━━━━━ Listed records

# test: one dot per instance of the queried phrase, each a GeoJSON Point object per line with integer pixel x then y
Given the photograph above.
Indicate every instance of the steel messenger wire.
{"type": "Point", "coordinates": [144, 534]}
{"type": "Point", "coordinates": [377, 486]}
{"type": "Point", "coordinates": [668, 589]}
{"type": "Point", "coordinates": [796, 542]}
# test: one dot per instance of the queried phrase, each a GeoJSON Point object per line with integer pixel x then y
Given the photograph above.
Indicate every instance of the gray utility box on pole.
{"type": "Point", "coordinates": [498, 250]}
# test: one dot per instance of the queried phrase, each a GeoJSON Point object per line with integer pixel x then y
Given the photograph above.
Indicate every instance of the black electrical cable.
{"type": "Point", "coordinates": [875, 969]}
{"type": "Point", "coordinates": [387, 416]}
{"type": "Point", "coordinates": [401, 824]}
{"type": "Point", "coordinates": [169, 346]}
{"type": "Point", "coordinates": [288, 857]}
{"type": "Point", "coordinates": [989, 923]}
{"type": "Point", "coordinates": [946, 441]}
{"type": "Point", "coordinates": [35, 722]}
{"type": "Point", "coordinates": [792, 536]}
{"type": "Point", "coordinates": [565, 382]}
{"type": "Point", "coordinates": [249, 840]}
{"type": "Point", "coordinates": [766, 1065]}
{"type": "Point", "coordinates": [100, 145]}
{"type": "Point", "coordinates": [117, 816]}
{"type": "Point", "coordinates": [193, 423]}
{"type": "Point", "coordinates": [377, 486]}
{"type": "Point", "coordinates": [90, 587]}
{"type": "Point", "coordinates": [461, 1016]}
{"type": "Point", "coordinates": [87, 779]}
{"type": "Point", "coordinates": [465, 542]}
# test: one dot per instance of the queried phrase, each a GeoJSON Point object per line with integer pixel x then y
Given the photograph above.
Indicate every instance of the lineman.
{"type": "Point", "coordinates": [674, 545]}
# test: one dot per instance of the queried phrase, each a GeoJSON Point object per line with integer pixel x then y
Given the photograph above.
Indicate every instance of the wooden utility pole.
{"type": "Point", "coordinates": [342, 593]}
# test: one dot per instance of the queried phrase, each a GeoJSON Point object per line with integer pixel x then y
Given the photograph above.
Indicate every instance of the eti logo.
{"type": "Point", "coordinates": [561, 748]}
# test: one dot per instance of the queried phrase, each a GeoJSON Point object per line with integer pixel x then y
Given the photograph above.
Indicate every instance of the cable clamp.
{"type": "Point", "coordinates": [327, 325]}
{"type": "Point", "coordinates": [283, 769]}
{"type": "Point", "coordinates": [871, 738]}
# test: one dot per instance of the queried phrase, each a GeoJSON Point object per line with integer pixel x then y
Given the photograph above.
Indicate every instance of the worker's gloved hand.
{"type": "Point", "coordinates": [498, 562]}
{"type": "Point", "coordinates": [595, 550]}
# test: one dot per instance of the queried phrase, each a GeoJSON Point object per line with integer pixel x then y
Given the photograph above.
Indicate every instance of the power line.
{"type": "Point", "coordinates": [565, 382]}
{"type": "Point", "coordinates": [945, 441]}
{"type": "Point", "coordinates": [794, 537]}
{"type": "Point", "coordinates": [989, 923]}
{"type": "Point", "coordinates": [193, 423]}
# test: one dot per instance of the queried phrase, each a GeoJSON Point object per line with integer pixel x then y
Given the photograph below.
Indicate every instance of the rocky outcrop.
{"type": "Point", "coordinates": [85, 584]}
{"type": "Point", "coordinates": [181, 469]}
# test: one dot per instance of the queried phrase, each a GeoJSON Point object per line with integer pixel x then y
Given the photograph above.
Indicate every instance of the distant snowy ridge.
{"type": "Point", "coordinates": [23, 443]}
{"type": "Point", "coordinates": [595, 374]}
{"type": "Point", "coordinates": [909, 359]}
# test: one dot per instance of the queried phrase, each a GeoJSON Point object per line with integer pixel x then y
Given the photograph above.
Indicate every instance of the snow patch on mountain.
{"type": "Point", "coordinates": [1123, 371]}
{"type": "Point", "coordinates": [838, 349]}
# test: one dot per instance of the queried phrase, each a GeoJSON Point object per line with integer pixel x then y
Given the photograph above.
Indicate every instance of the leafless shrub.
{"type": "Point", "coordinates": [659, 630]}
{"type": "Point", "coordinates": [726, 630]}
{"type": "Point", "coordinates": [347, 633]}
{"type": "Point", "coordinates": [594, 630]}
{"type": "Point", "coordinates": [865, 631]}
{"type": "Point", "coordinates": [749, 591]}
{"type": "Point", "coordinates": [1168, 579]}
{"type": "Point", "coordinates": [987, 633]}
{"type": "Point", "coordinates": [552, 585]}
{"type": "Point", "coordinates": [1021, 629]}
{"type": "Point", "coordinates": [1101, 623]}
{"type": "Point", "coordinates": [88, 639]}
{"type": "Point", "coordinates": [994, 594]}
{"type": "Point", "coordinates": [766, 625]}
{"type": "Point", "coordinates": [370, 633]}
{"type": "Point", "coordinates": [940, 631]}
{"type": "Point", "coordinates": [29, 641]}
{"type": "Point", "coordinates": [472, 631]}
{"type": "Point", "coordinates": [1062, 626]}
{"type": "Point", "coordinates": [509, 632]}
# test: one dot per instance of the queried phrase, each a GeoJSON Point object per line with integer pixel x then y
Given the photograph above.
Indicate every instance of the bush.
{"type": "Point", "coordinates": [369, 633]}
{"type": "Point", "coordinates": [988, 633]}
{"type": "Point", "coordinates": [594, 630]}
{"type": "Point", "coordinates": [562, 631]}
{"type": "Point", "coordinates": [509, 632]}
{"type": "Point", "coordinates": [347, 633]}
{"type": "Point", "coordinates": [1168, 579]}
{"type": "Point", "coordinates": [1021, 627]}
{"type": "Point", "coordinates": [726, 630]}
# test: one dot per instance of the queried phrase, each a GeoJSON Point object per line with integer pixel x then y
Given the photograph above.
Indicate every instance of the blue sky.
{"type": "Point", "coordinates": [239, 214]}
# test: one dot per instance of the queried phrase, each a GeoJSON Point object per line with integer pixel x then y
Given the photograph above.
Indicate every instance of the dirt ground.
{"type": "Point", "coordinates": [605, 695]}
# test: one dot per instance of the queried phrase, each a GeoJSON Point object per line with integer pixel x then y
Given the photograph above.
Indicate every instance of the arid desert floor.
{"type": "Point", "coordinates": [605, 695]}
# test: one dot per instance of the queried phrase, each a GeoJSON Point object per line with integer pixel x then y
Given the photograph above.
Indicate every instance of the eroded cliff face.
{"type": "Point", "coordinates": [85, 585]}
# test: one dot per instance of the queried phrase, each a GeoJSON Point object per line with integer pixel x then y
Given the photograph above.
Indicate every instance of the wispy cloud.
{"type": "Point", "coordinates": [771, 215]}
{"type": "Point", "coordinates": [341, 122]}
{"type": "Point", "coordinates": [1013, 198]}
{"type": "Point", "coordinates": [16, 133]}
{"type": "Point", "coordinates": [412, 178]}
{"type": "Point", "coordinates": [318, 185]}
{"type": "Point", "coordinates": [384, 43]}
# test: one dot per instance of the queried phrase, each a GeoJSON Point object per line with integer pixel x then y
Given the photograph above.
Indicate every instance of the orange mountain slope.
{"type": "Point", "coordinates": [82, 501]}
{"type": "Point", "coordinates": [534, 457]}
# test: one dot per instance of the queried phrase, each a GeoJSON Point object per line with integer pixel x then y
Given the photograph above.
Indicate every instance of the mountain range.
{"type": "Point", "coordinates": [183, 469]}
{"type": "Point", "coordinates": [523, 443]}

━━━━━━━━━━

● **Work required**: Your reply must repeat the records above exactly and in full.

● **Reply to the exercise**:
# test: one dot per instance of the queried phrase, each a GeoJSON Point object per line with integer pixel x then y
Given the photograph above.
Indicate every instance of the steel messenger wire.
{"type": "Point", "coordinates": [144, 534]}
{"type": "Point", "coordinates": [377, 486]}
{"type": "Point", "coordinates": [668, 589]}
{"type": "Point", "coordinates": [796, 542]}
# test: one dot per instance of the queried phrase, each a GeoJSON Point object per line with integer pixel x then y
Given the photograph above.
Indicate every instance of the gray utility box on pole.
{"type": "Point", "coordinates": [498, 250]}
# test: one dot per instance of the queried phrase, each a GeoJSON Point object per line with integer pixel x then y
Given the photograph above.
Indicate every instance of the black electrical cable.
{"type": "Point", "coordinates": [875, 969]}
{"type": "Point", "coordinates": [387, 416]}
{"type": "Point", "coordinates": [401, 824]}
{"type": "Point", "coordinates": [169, 346]}
{"type": "Point", "coordinates": [288, 857]}
{"type": "Point", "coordinates": [989, 923]}
{"type": "Point", "coordinates": [946, 441]}
{"type": "Point", "coordinates": [35, 722]}
{"type": "Point", "coordinates": [792, 536]}
{"type": "Point", "coordinates": [565, 382]}
{"type": "Point", "coordinates": [249, 840]}
{"type": "Point", "coordinates": [766, 1065]}
{"type": "Point", "coordinates": [100, 145]}
{"type": "Point", "coordinates": [117, 816]}
{"type": "Point", "coordinates": [193, 423]}
{"type": "Point", "coordinates": [377, 486]}
{"type": "Point", "coordinates": [90, 587]}
{"type": "Point", "coordinates": [461, 1016]}
{"type": "Point", "coordinates": [87, 779]}
{"type": "Point", "coordinates": [465, 542]}
# test: one dot per instance of the queried phrase, each a GeoJSON Point object per line with integer pixel x then y
Given the photograph above.
Indicate every instance of the lineman.
{"type": "Point", "coordinates": [674, 545]}
# test: one dot per instance of the queried phrase, each a GeoJSON Point object per line with integer pixel x then y
Given the photograph above.
Indicate every instance of the wooden utility pole.
{"type": "Point", "coordinates": [342, 593]}
# test: one dot per instance of the queried phrase, each a GeoJSON Point object per line with integer pixel x then y
Given the photograph above.
Indicate every instance of the eti logo.
{"type": "Point", "coordinates": [561, 748]}
# test: one dot per instance of the queried phrase, each a GeoJSON Point object per line with integer pixel x then y
Given the photograph above.
Indicate every instance of the cable clamp.
{"type": "Point", "coordinates": [327, 325]}
{"type": "Point", "coordinates": [283, 769]}
{"type": "Point", "coordinates": [871, 738]}
# test: one dot per instance of the queried phrase, each a GeoJSON Point object per line with integer pixel x then y
Given the photograph above.
Indicate every instance of the worker's gloved hand.
{"type": "Point", "coordinates": [498, 562]}
{"type": "Point", "coordinates": [595, 550]}
# test: one dot per instance of the queried phrase, each a GeoJSON Point object per line with integer pixel x then y
Given the photograph above.
Indicate every instance of the power line.
{"type": "Point", "coordinates": [565, 382]}
{"type": "Point", "coordinates": [945, 441]}
{"type": "Point", "coordinates": [794, 537]}
{"type": "Point", "coordinates": [989, 923]}
{"type": "Point", "coordinates": [193, 423]}
# test: one dot per instance of the queried phrase, each a GeoJSON Point object per line with integer pixel x then y
Given the photograph below.
Indicate every instance of the rocky outcrop.
{"type": "Point", "coordinates": [85, 584]}
{"type": "Point", "coordinates": [181, 469]}
# test: one dot per instance of the queried phrase, each a GeoJSON Point object per line with integer pixel x then y
Given the photograph above.
Indicate every instance of the distant snowy ridge.
{"type": "Point", "coordinates": [23, 443]}
{"type": "Point", "coordinates": [595, 374]}
{"type": "Point", "coordinates": [909, 359]}
# test: one dot per instance of the queried phrase, each a GeoJSON Point object per line with integer pixel x then y
Given the photograph above.
Indicate every instance of the snow patch on mountain.
{"type": "Point", "coordinates": [1123, 371]}
{"type": "Point", "coordinates": [838, 349]}
# test: one dot per instance of the queried phrase, each a GeoJSON Point object per line with integer pixel x then y
Given the photograph above.
Indicate every instance of the leafless shrub.
{"type": "Point", "coordinates": [659, 630]}
{"type": "Point", "coordinates": [726, 630]}
{"type": "Point", "coordinates": [347, 633]}
{"type": "Point", "coordinates": [594, 630]}
{"type": "Point", "coordinates": [865, 631]}
{"type": "Point", "coordinates": [749, 591]}
{"type": "Point", "coordinates": [1168, 579]}
{"type": "Point", "coordinates": [987, 633]}
{"type": "Point", "coordinates": [552, 585]}
{"type": "Point", "coordinates": [1021, 629]}
{"type": "Point", "coordinates": [1101, 623]}
{"type": "Point", "coordinates": [88, 639]}
{"type": "Point", "coordinates": [994, 594]}
{"type": "Point", "coordinates": [766, 625]}
{"type": "Point", "coordinates": [370, 633]}
{"type": "Point", "coordinates": [940, 631]}
{"type": "Point", "coordinates": [29, 641]}
{"type": "Point", "coordinates": [472, 631]}
{"type": "Point", "coordinates": [1062, 626]}
{"type": "Point", "coordinates": [509, 632]}
# test: one dot per instance of the queried phrase, each a GeoJSON Point object per line with integer pixel x then y
Given the photograph above.
Indicate every instance of the bush.
{"type": "Point", "coordinates": [369, 633]}
{"type": "Point", "coordinates": [988, 633]}
{"type": "Point", "coordinates": [594, 630]}
{"type": "Point", "coordinates": [562, 631]}
{"type": "Point", "coordinates": [509, 632]}
{"type": "Point", "coordinates": [347, 633]}
{"type": "Point", "coordinates": [1168, 579]}
{"type": "Point", "coordinates": [1021, 627]}
{"type": "Point", "coordinates": [726, 630]}
# test: one dot per instance of the queried phrase, each a GeoJSON Point object per line with integer pixel x then y
Given the photograph above.
Indicate every instance of the blue sky.
{"type": "Point", "coordinates": [239, 214]}
# test: one dot per instance of the queried phrase, each a GeoJSON Point object per line with integer pixel x then y
Given the photograph above.
Indicate every instance of the dirt ground.
{"type": "Point", "coordinates": [605, 695]}
# test: one dot per instance of the queried phrase, each a GeoJSON Point object per line with integer pixel x then y
Given the photograph above.
Indicate every instance of the arid desert floor.
{"type": "Point", "coordinates": [605, 695]}
# test: one dot per instance of the queried phrase, each a GeoJSON Point object per line with integer pixel x then y
Given the photograph above.
Indicate every instance of the eroded cliff face.
{"type": "Point", "coordinates": [85, 585]}
# test: one dot per instance of the queried phrase, each a GeoJSON Point object per line with integer pixel x then y
Given the photograph above.
Indicate every instance of the wispy cloud.
{"type": "Point", "coordinates": [771, 215]}
{"type": "Point", "coordinates": [341, 122]}
{"type": "Point", "coordinates": [1013, 198]}
{"type": "Point", "coordinates": [16, 133]}
{"type": "Point", "coordinates": [412, 178]}
{"type": "Point", "coordinates": [318, 185]}
{"type": "Point", "coordinates": [384, 43]}
# test: one dot per instance of the queried phrase, each a GeoJSON Point object per line with integer pixel x then y
Given the photograph above.
Indicate every instance of the orange mountain slope.
{"type": "Point", "coordinates": [82, 501]}
{"type": "Point", "coordinates": [534, 457]}
# test: one dot per instance of the queried phrase, each a GeoJSON Point object per line with integer pixel x then y
Given the photograph above.
Indicate every instance of the mountain range.
{"type": "Point", "coordinates": [183, 469]}
{"type": "Point", "coordinates": [523, 443]}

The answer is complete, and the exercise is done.